### [Problem description]
Reproduce the entries from the start through the line containing "POLYGON ((605 279, 0", inclusive, with the requests kept, but shift every polygon vertex coordinate in the answers by adding 103. Omit the pictures from your output.

### [Dataset extract]
--- Begin ---

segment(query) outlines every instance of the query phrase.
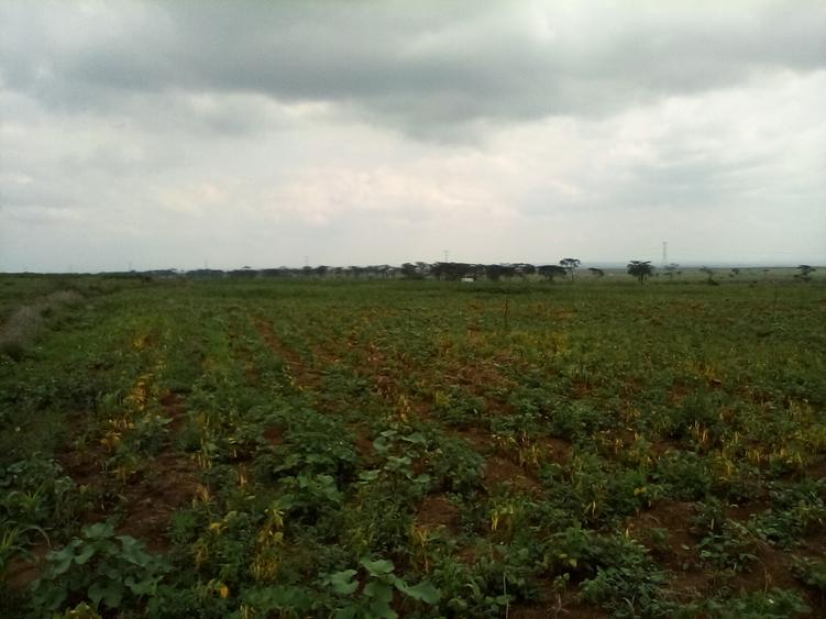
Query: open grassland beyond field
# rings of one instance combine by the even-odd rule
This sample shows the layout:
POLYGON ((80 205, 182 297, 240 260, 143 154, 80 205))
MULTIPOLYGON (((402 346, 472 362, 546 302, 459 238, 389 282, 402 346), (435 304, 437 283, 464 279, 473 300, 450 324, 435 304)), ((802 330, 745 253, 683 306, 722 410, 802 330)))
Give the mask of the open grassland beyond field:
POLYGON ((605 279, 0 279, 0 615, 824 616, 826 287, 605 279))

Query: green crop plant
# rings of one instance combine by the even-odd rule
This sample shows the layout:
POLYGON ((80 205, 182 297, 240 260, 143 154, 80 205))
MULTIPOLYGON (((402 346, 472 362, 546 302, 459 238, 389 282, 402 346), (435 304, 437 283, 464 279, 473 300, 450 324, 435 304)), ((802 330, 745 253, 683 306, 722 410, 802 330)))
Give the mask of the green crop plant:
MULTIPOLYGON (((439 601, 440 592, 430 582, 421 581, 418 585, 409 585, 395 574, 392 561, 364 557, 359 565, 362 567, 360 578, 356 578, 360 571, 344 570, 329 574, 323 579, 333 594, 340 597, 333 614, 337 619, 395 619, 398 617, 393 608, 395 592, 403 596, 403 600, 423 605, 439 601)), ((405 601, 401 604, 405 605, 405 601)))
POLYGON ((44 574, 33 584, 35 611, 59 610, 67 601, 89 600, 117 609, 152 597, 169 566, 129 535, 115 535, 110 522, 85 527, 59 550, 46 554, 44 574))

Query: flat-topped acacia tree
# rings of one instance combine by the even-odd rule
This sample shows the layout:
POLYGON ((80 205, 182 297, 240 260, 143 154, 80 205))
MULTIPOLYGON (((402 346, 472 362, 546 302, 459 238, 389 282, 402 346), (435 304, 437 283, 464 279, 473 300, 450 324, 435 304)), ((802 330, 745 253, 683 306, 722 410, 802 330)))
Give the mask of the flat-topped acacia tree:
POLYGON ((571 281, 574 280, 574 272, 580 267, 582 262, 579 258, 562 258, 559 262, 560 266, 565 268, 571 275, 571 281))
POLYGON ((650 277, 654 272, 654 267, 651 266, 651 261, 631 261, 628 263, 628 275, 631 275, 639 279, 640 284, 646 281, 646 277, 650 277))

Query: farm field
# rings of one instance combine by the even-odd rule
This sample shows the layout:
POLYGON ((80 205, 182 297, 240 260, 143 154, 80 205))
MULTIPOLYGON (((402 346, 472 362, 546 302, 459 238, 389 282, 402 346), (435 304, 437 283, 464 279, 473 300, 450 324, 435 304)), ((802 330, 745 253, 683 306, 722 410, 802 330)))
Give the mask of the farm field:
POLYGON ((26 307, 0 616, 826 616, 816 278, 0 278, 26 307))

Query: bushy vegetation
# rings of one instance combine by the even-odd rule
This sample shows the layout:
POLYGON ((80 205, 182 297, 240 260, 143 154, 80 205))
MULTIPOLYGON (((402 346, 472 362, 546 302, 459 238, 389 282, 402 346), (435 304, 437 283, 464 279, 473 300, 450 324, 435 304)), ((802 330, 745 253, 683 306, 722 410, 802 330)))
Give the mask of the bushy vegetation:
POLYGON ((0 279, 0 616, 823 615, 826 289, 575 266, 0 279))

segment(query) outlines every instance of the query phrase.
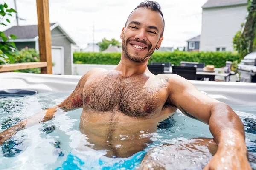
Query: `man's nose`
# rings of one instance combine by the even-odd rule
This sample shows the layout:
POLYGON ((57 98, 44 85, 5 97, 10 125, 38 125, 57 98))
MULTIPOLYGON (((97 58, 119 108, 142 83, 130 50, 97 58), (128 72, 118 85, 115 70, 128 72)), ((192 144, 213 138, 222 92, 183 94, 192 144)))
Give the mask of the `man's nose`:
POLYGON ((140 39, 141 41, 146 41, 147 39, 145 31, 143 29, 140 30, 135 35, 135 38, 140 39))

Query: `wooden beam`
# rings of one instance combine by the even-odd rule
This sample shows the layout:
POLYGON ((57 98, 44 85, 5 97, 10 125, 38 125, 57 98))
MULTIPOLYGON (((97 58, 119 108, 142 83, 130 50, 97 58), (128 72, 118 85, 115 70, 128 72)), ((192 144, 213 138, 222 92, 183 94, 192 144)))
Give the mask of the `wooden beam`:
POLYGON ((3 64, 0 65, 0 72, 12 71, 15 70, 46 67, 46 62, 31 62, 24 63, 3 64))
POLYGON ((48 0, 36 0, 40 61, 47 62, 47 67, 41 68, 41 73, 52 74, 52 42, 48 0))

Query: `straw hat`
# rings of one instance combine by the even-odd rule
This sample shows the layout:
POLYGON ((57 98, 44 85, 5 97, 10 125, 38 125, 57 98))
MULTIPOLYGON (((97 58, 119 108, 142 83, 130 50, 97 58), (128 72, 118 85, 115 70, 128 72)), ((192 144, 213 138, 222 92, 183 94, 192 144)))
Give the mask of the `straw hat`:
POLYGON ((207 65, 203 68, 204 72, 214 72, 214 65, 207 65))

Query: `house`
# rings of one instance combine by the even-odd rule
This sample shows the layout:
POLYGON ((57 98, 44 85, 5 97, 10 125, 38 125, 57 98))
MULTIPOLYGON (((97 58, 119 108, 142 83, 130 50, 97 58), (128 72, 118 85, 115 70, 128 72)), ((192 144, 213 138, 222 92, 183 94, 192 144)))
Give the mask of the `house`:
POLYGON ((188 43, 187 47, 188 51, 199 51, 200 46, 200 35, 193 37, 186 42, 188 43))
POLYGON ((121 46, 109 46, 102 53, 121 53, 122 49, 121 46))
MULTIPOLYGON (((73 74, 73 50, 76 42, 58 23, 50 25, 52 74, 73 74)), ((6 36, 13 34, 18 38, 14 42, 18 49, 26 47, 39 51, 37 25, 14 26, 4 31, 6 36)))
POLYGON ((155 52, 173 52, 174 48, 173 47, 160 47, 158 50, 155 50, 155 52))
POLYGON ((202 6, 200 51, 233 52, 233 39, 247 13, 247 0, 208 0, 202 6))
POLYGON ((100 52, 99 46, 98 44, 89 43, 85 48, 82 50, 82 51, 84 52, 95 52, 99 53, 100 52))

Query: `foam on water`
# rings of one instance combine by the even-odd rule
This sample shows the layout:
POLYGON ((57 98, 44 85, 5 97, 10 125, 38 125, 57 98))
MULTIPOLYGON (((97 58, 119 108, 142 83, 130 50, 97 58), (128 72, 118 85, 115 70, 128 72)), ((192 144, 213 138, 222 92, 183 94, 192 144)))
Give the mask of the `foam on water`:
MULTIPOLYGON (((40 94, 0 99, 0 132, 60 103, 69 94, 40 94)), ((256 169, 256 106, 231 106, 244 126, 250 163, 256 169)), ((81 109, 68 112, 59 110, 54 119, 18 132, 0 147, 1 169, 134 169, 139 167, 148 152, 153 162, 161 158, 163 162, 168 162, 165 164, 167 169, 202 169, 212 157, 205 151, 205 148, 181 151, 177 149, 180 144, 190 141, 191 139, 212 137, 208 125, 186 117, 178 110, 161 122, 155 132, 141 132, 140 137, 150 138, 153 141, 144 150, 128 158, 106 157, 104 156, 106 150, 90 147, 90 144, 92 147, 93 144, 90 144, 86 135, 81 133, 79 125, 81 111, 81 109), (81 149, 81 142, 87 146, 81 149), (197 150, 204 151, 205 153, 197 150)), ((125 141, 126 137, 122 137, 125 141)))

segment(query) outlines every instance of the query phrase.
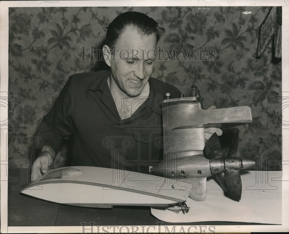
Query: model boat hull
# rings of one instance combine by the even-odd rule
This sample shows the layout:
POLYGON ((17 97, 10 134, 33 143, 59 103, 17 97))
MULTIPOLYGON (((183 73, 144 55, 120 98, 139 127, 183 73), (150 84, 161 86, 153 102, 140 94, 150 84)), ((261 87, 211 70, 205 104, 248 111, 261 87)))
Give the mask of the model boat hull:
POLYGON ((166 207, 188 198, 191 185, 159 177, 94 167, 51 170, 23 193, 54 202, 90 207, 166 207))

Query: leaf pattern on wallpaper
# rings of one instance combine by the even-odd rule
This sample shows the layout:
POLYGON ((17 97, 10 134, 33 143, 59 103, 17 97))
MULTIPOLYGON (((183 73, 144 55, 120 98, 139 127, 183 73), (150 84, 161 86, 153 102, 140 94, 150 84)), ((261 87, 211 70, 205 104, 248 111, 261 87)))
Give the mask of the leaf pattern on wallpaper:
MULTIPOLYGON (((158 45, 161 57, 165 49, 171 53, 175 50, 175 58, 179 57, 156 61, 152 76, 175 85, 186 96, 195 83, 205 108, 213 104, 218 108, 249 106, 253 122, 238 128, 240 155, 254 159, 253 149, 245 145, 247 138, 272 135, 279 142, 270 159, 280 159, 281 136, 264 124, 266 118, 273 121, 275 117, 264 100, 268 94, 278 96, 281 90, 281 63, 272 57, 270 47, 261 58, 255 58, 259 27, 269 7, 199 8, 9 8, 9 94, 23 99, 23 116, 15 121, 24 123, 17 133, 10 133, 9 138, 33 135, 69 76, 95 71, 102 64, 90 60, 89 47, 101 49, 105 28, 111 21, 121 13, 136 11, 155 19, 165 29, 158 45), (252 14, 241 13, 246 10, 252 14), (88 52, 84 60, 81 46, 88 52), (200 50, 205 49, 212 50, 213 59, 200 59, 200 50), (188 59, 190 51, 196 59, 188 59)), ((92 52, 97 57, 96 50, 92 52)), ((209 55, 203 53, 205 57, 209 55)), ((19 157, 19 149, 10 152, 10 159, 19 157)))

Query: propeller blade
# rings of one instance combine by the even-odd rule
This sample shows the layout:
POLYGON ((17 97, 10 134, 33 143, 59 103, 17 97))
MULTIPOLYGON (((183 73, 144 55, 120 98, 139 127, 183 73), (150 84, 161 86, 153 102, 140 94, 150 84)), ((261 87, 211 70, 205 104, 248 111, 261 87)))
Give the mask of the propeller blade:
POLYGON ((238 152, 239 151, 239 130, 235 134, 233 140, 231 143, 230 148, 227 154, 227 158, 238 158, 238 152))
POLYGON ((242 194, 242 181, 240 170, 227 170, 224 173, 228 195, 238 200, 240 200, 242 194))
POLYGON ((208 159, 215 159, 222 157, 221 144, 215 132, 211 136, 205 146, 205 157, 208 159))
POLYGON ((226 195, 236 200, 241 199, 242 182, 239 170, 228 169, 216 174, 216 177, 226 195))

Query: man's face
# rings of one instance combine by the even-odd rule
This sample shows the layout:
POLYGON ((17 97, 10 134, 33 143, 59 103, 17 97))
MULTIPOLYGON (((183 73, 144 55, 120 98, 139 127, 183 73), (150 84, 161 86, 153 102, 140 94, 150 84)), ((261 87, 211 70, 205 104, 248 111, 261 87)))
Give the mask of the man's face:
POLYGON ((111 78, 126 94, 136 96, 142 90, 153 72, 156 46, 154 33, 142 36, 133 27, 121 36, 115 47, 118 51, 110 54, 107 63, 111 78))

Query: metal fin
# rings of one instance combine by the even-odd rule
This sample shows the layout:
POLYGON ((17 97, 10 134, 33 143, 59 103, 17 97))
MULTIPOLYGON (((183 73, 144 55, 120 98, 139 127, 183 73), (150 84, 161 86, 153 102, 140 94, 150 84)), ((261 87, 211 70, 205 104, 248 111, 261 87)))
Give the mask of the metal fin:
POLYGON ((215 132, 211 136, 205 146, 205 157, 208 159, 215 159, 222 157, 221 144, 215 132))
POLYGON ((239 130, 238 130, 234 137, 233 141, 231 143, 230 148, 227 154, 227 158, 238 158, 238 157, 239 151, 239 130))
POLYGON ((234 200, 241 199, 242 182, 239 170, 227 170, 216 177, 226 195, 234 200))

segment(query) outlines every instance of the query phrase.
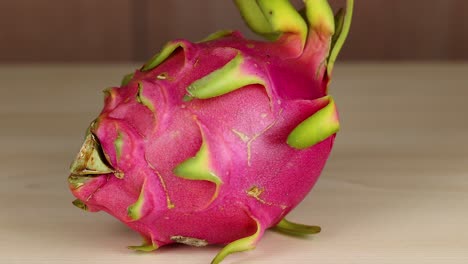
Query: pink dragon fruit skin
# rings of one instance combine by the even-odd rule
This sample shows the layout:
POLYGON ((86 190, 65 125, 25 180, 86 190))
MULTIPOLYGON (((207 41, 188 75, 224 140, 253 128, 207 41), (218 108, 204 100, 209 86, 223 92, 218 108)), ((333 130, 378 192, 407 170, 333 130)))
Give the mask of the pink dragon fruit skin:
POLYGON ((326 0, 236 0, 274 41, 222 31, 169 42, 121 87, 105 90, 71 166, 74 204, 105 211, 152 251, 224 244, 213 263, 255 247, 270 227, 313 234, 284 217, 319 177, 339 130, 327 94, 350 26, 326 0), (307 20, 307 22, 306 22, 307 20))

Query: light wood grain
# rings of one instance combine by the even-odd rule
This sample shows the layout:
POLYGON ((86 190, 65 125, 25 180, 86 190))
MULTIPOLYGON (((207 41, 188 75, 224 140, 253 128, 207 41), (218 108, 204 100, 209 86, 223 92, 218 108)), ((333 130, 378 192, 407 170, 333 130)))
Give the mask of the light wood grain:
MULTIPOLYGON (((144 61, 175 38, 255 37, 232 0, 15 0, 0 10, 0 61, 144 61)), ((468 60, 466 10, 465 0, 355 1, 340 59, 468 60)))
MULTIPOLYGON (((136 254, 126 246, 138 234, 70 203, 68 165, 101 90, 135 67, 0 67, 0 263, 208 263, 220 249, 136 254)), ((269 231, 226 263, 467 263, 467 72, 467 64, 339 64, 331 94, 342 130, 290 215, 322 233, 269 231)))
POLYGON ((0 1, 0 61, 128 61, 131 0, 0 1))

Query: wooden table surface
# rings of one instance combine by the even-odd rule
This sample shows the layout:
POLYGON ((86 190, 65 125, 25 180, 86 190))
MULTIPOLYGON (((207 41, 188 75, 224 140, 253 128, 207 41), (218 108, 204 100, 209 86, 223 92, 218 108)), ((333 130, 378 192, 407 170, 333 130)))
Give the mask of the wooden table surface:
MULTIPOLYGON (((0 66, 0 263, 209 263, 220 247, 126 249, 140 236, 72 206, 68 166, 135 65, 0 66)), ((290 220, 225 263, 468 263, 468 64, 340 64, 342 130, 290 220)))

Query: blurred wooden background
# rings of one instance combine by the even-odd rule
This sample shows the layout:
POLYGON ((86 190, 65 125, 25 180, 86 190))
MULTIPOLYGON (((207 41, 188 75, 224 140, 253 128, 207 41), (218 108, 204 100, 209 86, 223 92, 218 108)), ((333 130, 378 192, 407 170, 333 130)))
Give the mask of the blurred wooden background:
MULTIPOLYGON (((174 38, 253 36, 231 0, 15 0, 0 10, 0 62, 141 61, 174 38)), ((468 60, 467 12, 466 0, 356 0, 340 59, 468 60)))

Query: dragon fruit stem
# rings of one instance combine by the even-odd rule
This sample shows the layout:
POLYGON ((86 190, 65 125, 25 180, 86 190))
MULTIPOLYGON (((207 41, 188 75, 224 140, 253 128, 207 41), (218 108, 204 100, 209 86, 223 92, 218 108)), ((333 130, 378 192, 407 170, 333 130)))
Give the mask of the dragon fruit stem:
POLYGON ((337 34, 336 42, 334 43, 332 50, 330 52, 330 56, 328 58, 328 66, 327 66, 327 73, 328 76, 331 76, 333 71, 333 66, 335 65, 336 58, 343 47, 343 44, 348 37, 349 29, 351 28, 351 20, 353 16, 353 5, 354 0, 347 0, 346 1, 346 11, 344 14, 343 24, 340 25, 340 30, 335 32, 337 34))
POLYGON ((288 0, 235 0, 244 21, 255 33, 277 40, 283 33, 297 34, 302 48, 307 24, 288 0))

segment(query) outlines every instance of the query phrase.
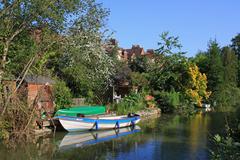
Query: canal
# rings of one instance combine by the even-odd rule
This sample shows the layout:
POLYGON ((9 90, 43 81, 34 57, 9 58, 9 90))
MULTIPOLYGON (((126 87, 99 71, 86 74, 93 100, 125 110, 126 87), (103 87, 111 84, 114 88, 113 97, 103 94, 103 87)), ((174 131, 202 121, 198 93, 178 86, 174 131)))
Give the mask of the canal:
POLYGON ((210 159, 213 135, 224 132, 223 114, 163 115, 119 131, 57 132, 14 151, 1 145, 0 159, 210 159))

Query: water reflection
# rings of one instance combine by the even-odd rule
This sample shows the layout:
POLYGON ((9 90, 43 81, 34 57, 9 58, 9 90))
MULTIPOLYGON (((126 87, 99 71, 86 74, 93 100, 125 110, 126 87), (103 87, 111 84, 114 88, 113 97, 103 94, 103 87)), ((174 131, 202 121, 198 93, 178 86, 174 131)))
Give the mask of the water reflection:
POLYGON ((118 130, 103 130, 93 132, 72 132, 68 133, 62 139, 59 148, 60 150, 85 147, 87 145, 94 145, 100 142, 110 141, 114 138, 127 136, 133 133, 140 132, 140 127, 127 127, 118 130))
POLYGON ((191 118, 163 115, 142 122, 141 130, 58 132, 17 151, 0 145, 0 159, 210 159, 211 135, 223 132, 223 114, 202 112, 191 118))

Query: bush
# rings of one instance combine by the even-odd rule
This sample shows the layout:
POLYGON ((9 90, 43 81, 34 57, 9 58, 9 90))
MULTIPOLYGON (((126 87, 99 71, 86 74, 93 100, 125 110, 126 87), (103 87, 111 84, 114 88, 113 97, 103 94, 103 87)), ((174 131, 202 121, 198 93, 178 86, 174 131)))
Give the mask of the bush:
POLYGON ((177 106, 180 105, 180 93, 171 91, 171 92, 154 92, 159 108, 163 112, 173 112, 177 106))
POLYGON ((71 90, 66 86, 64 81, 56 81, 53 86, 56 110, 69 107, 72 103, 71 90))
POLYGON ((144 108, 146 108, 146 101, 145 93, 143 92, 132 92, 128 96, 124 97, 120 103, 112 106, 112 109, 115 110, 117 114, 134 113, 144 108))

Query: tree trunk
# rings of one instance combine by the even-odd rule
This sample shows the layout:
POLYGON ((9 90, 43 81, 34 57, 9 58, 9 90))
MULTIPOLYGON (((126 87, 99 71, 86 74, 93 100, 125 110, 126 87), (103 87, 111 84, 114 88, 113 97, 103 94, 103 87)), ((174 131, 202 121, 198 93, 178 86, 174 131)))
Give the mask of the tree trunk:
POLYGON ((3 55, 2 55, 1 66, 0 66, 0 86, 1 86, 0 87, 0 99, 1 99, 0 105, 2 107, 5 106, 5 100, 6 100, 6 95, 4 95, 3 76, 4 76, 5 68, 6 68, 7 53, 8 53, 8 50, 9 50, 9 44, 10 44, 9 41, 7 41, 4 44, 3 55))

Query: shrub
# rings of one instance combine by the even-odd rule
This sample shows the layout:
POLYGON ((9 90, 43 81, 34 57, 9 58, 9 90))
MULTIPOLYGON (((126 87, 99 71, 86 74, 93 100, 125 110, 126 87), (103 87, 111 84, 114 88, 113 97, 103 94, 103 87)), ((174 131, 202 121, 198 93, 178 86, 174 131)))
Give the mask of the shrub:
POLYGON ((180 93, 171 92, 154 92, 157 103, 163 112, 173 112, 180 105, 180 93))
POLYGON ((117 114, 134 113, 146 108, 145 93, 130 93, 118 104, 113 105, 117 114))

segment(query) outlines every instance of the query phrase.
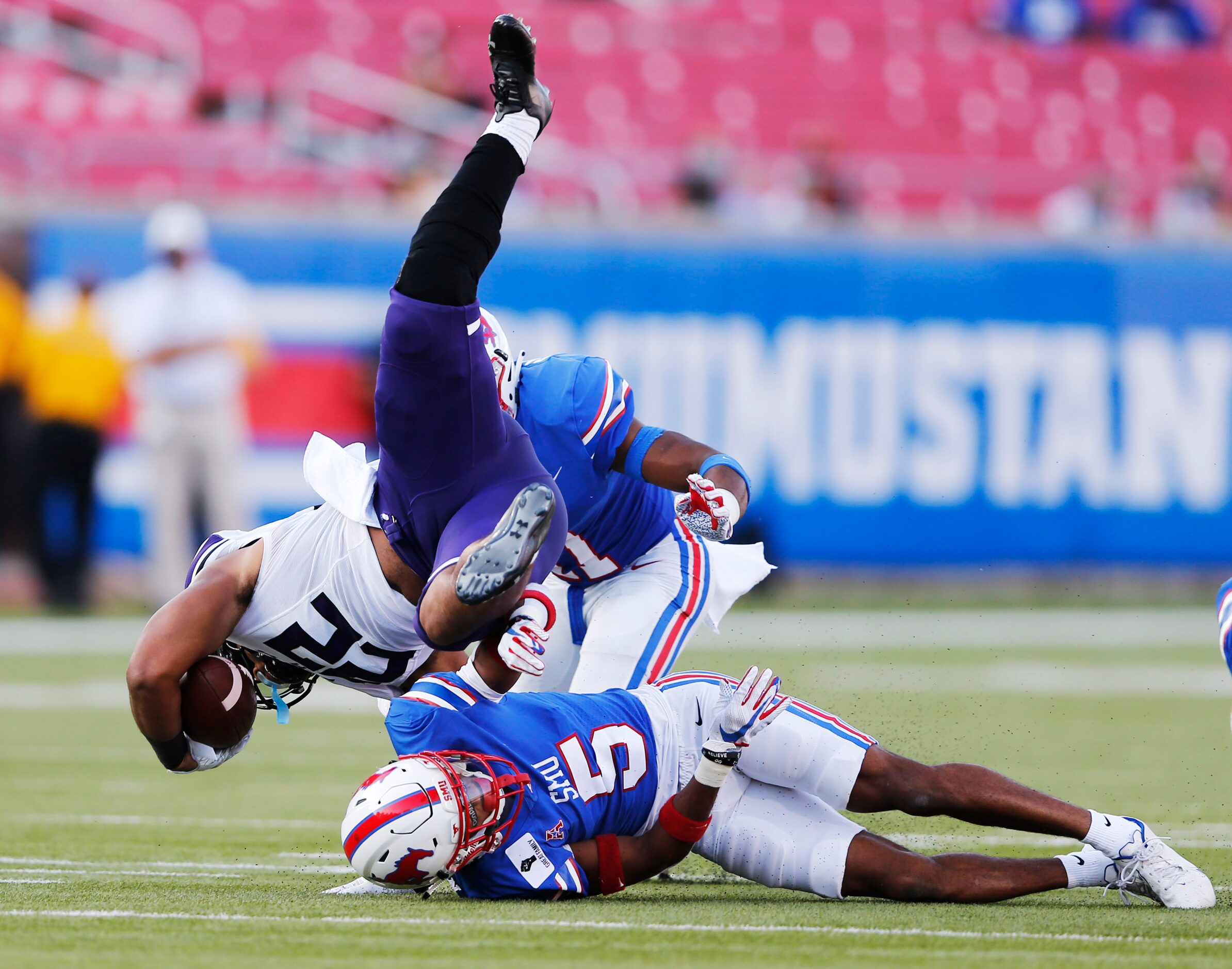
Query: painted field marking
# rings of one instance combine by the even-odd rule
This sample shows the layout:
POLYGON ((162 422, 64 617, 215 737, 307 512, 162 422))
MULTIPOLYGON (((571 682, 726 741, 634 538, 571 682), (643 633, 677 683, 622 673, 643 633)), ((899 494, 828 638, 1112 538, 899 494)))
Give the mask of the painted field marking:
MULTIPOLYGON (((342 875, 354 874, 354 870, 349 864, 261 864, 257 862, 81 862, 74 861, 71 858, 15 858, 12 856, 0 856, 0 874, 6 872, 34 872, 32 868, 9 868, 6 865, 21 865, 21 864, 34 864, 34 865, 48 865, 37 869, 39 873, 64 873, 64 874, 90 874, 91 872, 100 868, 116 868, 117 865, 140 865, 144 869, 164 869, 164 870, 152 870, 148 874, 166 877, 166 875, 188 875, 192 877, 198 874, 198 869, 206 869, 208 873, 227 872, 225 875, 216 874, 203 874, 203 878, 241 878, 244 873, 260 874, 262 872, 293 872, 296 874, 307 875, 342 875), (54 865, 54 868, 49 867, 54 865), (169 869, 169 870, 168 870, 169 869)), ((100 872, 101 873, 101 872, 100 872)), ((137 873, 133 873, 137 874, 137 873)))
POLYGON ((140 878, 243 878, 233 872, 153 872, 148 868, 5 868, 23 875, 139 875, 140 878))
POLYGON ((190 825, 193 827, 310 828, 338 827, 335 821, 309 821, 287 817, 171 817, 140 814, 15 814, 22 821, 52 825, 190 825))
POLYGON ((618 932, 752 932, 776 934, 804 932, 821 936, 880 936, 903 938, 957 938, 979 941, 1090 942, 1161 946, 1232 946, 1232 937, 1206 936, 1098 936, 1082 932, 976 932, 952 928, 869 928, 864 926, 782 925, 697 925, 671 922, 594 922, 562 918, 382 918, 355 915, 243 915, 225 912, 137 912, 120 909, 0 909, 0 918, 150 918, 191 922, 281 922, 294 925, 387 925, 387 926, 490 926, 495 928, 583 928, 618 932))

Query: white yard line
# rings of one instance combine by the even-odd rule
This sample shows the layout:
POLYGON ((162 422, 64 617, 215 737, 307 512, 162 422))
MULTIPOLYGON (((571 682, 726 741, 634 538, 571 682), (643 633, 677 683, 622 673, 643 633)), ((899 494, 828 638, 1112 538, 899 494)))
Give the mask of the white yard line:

--- End ---

### [Exercise solution]
segment(query) outlines every instance of the query phrase.
Query: open grassland beyond field
# rings of one instance combine by the even-odd rule
This sample shows the layout:
POLYGON ((80 205, 182 297, 240 260, 143 154, 80 205))
MULTIPOLYGON (((402 346, 472 362, 546 302, 459 238, 389 282, 402 346), (435 304, 437 283, 464 279, 473 300, 450 324, 435 304)), ((802 330, 745 253, 683 306, 722 410, 802 330)))
Give the mask of the open grassland beyond field:
POLYGON ((708 382, 103 382, 103 718, 927 719, 929 390, 708 382))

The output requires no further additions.